• Görevin amacı: Listenin tamamında "rough mask" ifadesini "coarse mask" ile değiştirerek bu satırları yeniden yazın. Geri kalan her şey aynen kalsın.

Saklanan kayıtlar
-*-
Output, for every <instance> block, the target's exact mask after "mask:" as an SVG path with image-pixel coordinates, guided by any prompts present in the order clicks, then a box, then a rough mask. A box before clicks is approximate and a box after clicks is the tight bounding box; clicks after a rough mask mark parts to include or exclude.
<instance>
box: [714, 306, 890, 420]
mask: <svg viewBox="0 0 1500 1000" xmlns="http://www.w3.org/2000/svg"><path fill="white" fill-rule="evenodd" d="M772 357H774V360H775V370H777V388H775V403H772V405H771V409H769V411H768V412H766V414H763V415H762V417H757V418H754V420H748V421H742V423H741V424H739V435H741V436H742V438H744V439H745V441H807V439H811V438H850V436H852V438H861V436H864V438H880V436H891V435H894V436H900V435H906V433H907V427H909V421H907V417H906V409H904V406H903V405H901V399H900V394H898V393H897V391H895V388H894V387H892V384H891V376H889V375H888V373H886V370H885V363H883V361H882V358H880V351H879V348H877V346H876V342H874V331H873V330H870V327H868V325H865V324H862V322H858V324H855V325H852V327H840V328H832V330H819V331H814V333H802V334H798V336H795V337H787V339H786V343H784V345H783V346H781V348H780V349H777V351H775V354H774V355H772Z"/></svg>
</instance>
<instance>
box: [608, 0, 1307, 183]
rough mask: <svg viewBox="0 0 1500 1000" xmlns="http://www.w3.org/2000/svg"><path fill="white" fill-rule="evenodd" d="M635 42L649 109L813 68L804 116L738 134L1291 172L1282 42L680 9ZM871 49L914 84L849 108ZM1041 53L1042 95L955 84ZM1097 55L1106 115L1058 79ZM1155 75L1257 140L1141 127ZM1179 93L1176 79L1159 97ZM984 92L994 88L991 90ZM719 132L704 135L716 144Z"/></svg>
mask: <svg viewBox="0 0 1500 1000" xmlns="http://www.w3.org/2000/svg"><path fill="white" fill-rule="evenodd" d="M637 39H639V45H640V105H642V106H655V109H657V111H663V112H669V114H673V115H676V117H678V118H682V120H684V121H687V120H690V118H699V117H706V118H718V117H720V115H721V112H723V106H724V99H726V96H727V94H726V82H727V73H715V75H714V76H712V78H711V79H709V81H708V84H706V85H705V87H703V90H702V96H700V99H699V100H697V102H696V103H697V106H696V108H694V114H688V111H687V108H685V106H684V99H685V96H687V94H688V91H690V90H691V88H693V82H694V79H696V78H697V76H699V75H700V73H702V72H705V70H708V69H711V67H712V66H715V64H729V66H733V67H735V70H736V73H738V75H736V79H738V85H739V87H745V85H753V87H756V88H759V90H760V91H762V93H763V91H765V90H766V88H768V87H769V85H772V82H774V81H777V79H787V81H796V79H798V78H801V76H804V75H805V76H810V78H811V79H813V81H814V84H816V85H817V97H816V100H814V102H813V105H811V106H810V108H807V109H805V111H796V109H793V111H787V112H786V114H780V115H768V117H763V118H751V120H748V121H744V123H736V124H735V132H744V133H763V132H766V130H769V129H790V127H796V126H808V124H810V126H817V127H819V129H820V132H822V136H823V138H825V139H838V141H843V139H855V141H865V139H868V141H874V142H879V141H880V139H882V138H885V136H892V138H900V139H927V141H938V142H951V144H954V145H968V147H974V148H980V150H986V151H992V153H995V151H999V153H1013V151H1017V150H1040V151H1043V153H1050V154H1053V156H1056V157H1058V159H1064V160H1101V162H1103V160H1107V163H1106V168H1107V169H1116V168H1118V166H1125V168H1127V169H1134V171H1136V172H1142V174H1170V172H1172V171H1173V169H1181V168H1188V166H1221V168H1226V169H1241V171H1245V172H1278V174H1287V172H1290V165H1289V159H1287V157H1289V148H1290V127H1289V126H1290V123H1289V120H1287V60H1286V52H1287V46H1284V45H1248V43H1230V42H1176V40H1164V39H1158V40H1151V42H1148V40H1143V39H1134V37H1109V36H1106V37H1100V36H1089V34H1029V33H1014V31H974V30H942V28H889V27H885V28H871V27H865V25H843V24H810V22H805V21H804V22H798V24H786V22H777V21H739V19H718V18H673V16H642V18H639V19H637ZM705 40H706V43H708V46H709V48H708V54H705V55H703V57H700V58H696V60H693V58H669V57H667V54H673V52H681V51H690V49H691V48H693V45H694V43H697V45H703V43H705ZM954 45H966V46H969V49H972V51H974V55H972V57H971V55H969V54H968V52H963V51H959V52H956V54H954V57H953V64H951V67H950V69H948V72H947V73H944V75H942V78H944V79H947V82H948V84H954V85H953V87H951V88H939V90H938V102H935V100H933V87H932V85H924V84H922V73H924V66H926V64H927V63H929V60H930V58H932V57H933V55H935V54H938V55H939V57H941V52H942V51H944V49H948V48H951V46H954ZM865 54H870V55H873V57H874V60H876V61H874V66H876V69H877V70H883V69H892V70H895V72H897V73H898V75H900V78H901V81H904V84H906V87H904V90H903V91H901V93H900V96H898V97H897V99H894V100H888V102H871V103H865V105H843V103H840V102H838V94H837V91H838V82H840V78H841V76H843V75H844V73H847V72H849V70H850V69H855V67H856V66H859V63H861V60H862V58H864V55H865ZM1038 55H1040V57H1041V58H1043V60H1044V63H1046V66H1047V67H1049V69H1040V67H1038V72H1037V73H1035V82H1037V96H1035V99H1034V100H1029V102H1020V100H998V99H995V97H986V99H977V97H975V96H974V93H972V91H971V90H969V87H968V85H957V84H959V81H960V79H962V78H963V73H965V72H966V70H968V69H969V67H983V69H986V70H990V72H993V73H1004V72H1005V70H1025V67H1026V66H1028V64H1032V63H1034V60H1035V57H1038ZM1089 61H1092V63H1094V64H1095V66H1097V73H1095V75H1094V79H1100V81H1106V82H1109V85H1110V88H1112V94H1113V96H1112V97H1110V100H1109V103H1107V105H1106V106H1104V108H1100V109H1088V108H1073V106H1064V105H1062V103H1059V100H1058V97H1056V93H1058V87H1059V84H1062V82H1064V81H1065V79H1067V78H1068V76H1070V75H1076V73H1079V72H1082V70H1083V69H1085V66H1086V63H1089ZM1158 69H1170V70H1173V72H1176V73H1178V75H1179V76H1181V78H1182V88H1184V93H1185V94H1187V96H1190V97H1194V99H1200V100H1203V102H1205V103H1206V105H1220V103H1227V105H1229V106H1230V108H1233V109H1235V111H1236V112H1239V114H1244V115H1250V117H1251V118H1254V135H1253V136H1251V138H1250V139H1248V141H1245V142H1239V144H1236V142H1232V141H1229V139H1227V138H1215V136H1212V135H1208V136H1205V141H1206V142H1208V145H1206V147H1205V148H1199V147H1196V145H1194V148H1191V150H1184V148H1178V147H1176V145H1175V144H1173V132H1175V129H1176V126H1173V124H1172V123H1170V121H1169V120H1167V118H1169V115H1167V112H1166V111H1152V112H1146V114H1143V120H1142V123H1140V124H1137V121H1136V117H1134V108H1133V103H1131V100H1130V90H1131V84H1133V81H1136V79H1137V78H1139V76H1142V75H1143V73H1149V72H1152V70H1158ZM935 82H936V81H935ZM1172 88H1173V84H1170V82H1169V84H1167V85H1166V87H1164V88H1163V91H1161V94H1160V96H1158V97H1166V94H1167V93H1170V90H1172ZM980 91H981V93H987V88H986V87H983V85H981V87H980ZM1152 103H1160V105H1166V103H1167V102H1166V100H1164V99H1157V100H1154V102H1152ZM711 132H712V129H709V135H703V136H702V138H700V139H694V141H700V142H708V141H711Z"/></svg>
-*-
• Beklenen yanıt:
Output, for every <instance> block, the target's exact mask after "mask:" as an SVG path with image-pixel coordinates, guided by any prompts present in the order clicks, then a box, then a coarse mask. A box before clicks is approximate and a box after clicks is the tight bounding box; clicks after a coarse mask mark parts to include or exclude.
<instance>
box: [714, 306, 890, 420]
mask: <svg viewBox="0 0 1500 1000" xmlns="http://www.w3.org/2000/svg"><path fill="white" fill-rule="evenodd" d="M772 357H774V360H775V370H777V388H775V403H772V405H771V409H769V411H768V412H766V414H763V415H762V417H757V418H754V420H748V421H742V423H741V424H739V435H741V436H742V438H744V439H745V441H807V439H811V438H850V436H852V438H861V436H864V438H880V436H891V435H894V436H900V435H906V433H907V427H909V421H907V417H906V409H904V406H903V405H901V399H900V394H898V393H897V391H895V388H894V387H892V384H891V376H889V375H888V373H886V370H885V363H883V361H882V358H880V351H879V348H877V346H876V342H874V331H873V330H870V327H868V325H865V324H862V322H858V324H855V325H852V327H840V328H832V330H819V331H814V333H802V334H798V336H795V337H787V339H786V343H784V345H783V346H781V348H780V349H777V351H775V354H774V355H772Z"/></svg>
</instance>
<instance>
box: [608, 0, 1307, 183]
coarse mask: <svg viewBox="0 0 1500 1000" xmlns="http://www.w3.org/2000/svg"><path fill="white" fill-rule="evenodd" d="M635 42L649 109L813 68L804 116L738 134L1291 172L1282 42L680 9ZM871 49L914 84L849 108ZM1041 53L1042 95L955 84ZM1097 55L1106 115L1058 79ZM1155 75L1257 140L1141 127ZM1179 93L1176 79L1159 97ZM984 92L994 88L991 90ZM719 132L704 135L716 144Z"/></svg>
mask: <svg viewBox="0 0 1500 1000" xmlns="http://www.w3.org/2000/svg"><path fill="white" fill-rule="evenodd" d="M637 39H639V45H640V105H642V106H655V109H657V111H663V112H669V114H673V115H676V117H678V118H682V120H684V121H687V120H690V118H699V117H706V118H718V117H720V115H721V112H723V106H724V99H726V96H727V94H726V82H727V73H715V75H714V76H712V78H711V79H709V81H708V84H706V85H705V87H703V90H702V96H700V99H699V100H697V102H696V103H697V106H696V108H694V114H688V111H687V108H685V106H684V99H685V96H687V94H688V91H690V90H691V88H693V82H694V79H696V78H697V76H699V75H700V73H702V72H705V70H708V69H711V67H712V66H715V64H729V66H733V67H735V70H736V73H738V75H736V79H738V85H739V87H745V85H753V87H756V88H759V90H760V91H762V93H763V91H765V90H766V88H768V87H769V85H772V82H774V81H777V79H787V81H796V79H798V78H801V76H804V75H805V76H810V78H811V79H813V81H814V84H816V85H817V97H816V100H814V102H813V105H811V106H810V108H807V109H805V111H796V109H793V111H787V112H786V114H780V115H768V117H763V118H751V120H748V121H744V123H736V124H735V132H744V133H763V132H766V130H769V129H790V127H796V126H808V124H810V126H817V127H819V129H820V132H822V136H823V138H825V139H838V141H843V139H855V141H865V139H868V141H874V142H879V141H880V139H882V138H885V136H892V138H900V139H927V141H938V142H951V144H954V145H968V147H974V148H980V150H986V151H992V153H995V151H999V153H1013V151H1017V150H1040V151H1043V153H1050V154H1053V156H1056V157H1058V159H1064V160H1101V162H1103V160H1107V163H1106V168H1107V169H1116V168H1118V166H1125V168H1127V169H1134V171H1136V172H1142V174H1170V172H1172V171H1173V169H1181V168H1188V166H1221V168H1226V169H1241V171H1245V172H1278V174H1287V172H1290V165H1289V159H1287V157H1289V148H1290V127H1289V126H1290V123H1289V120H1287V60H1286V52H1287V46H1284V45H1248V43H1230V42H1176V40H1164V39H1158V40H1151V42H1148V40H1143V39H1134V37H1109V36H1106V37H1100V36H1089V34H1029V33H1014V31H974V30H942V28H889V27H885V28H871V27H865V25H843V24H810V22H805V21H804V22H798V24H786V22H777V21H739V19H718V18H673V16H642V18H639V19H637ZM705 40H706V43H708V46H709V48H708V54H705V55H703V57H700V58H696V60H693V58H669V57H667V54H673V52H681V51H690V49H691V48H693V45H694V43H697V45H703V43H705ZM954 45H966V46H969V49H972V51H974V55H972V57H971V55H969V54H968V52H963V51H959V52H956V54H954V57H953V64H951V67H950V69H948V72H947V73H944V75H942V78H944V79H947V82H948V84H954V85H953V87H951V88H939V90H938V102H935V100H933V87H932V85H924V84H922V73H924V66H926V64H927V63H929V60H930V58H932V57H933V55H935V54H938V55H939V57H941V52H942V51H944V49H948V48H951V46H954ZM865 54H870V55H873V57H874V60H876V61H874V66H876V69H877V70H883V69H892V70H895V72H897V73H898V75H900V78H901V81H904V84H906V87H904V90H903V91H901V93H900V96H898V97H897V99H894V100H888V102H871V103H865V105H843V103H840V102H838V94H837V91H838V82H840V78H841V76H843V75H844V73H847V72H849V70H850V69H855V67H856V66H859V63H861V60H862V58H864V55H865ZM1038 55H1040V57H1041V58H1043V60H1044V63H1046V66H1047V67H1049V69H1040V67H1038V72H1037V73H1035V82H1037V96H1035V99H1034V100H1029V102H1020V100H998V99H995V97H986V99H977V97H975V96H974V93H972V91H971V90H969V87H968V85H957V84H959V81H960V79H962V78H963V73H965V72H966V70H968V69H969V67H983V69H986V70H990V72H993V73H1004V72H1005V70H1025V67H1026V66H1028V64H1032V63H1034V60H1035V57H1038ZM1089 61H1092V63H1094V64H1095V66H1097V73H1095V75H1094V79H1100V81H1106V82H1109V85H1110V88H1112V94H1113V96H1112V97H1110V100H1109V103H1107V105H1106V106H1104V108H1100V109H1088V108H1073V106H1064V105H1062V103H1059V100H1058V97H1056V93H1058V87H1059V84H1062V82H1064V81H1065V79H1067V78H1068V76H1070V75H1076V73H1079V72H1082V70H1083V69H1085V66H1086V63H1089ZM1158 69H1170V70H1173V72H1176V73H1178V75H1179V76H1181V78H1182V88H1184V93H1185V94H1187V96H1190V97H1194V99H1200V100H1203V102H1205V103H1206V105H1220V103H1227V105H1229V106H1230V108H1233V109H1235V111H1236V112H1239V114H1244V115H1250V117H1251V118H1254V135H1253V136H1251V138H1250V139H1248V141H1245V142H1239V144H1236V142H1232V141H1229V139H1227V138H1215V136H1212V135H1208V136H1205V141H1206V142H1208V145H1206V147H1205V148H1199V147H1196V145H1194V148H1191V150H1184V148H1178V147H1176V145H1175V144H1173V132H1175V129H1176V126H1173V124H1172V123H1170V121H1169V120H1167V118H1169V115H1167V112H1166V111H1152V112H1146V114H1143V120H1142V123H1140V124H1137V121H1136V117H1134V108H1133V103H1131V100H1130V90H1131V84H1133V81H1136V79H1137V78H1139V76H1142V75H1143V73H1149V72H1152V70H1158ZM935 82H936V81H935ZM1172 88H1173V84H1170V82H1169V84H1167V85H1166V87H1164V88H1163V91H1161V94H1160V96H1158V97H1166V94H1167V93H1170V90H1172ZM980 91H981V93H987V88H986V87H983V85H981V87H980ZM1152 103H1160V105H1166V103H1167V102H1166V100H1164V99H1157V100H1154V102H1152ZM711 132H712V129H709V135H703V136H702V138H700V139H694V141H700V142H708V141H711Z"/></svg>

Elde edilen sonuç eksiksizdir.